Directions for this task
Name every organization mentioned in the article on chum salmon returns below.

Supplied passage
Chum runs dwindle up drainage and across the state
Herman Creek enhanced run to end
October 29, 2020
This year’s chum salmon return to the Chilkat River drainage was a record low, with much of the state also experiencing dismal returns of both wild and hatchery stocks. Herman Creek, a popular site along Porcupine Road, won’t see an enhanced chum return next year as the incubation program shut down four years ago.
Alaska Department of Fish and Game Haines commercial fisheries biologist Nicole Zeiser said poor ocean survival caused by environmental conditions is likely driving the low returns.
“It could be temperature, predation, lack of prey. We just don’t know,” Zeiser said.
Since 1999, the escapement goal for wild Chilkat River chum salmon has been between 75,000 to 250,000 fish. This is the first year that the return has failed to meet the goal.
“The run is over, as far as what we see in the fishwheels in the lower river,” Zeiser said. “If you take what we caught, we’re only looking at an estimated escapement of 22,500 fish, well below the lower bound of the escapement goal of 75,000 fish.”
The escapement is based on an expansion from the total fishwheel catch. This fall, only 348 were counted in the wheels.
Residents have also been noticing a poor showing of chums in Herman Creek, a Northern Southeast Regional Aquaculture Association spawning channel and incubation site constructed as long as about 20 years ago. That’s because NSRAA stopped incubating fish in the channel four year ago, so the only fish returning are six-year old spawners.
“We haven’t had staff up there in several years now,” NSRAA general manager Scott Wagner said. “Our board defunded that project four years ago. It was costing more to fund the program than it was giving back to the program. It wasn’t a net gain.”
Wagner said it cost about $45,000 to run the program which consisted of setting up weirs, counting fish and filling the incubation boxes. He said that they were in discussions with Chilkoot Indian Association to take over the project, but the pandemic interrupted discussions.
“Each year a different age class returns and naturally this year only one age class is present, which is exactly why there’s fewer fish,” Wagner said. “I’m pretty sure this is the last year of returns.”
Zeiser said Fish and Game staff walk the NSRAA systems on Herman Creek weekly during the fall run. On the peak week of returns, they counted 280 chums, compared to 4,165 last year during the run’s peak week.
Zeiser said the poor chum run could affect valley eagles that have access to chum as late as December because of an upwelling around 21 Mile Haines Highway that prevents the river from freezing.
“The eagles can still feed on coho but with less chum around, it’s obvious the eagles will have a harder time catching fish,” Zeiser said.

[Stored dataset items]
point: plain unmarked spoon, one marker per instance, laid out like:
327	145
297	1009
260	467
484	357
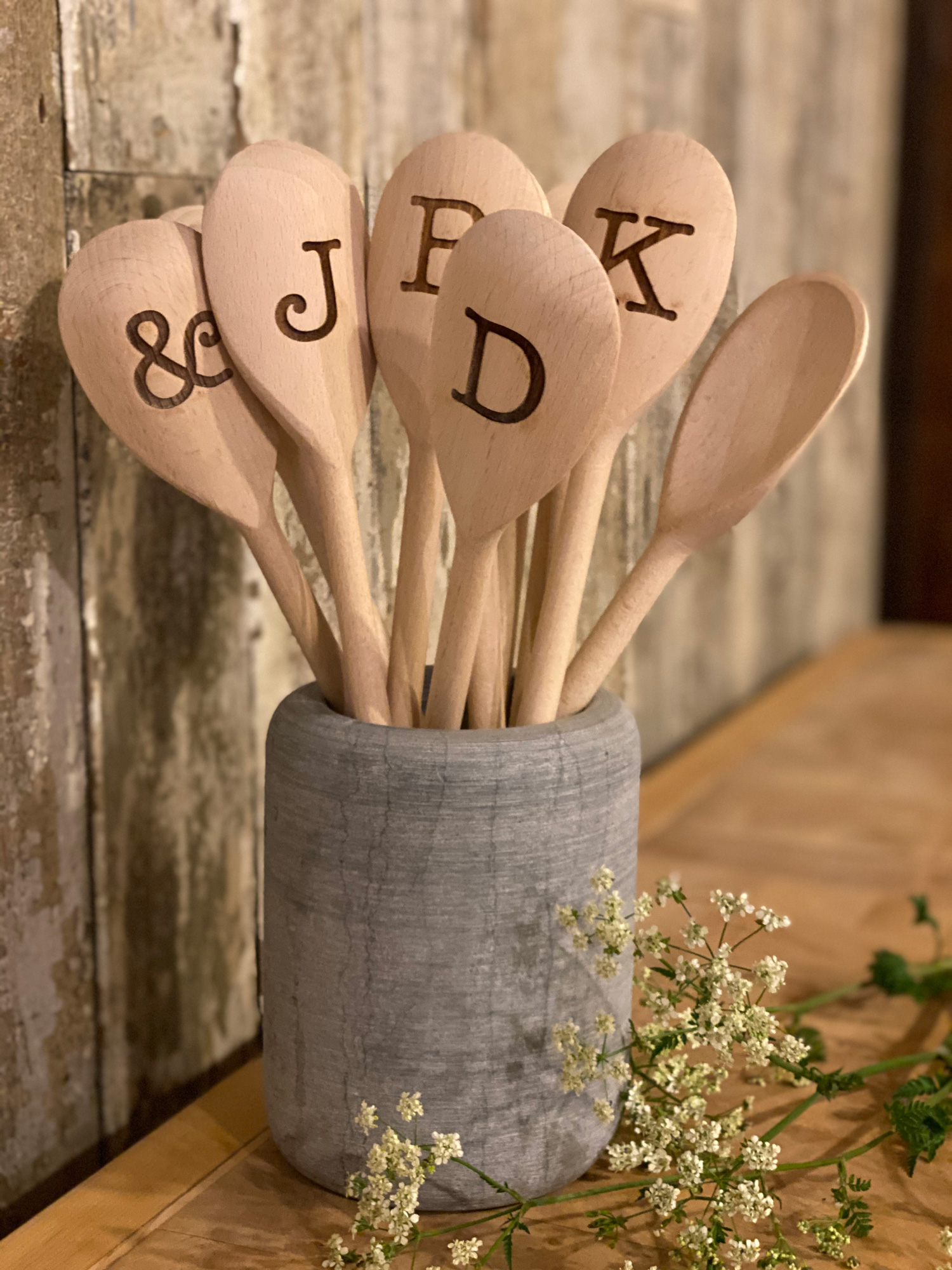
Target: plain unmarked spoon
285	266
670	281
134	302
772	380
525	350
433	197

Problem solution
Alaska Department of Fish and Game, Northern Southeast Regional Aquaculture Association (NSRAA), Chilkoot Indian Association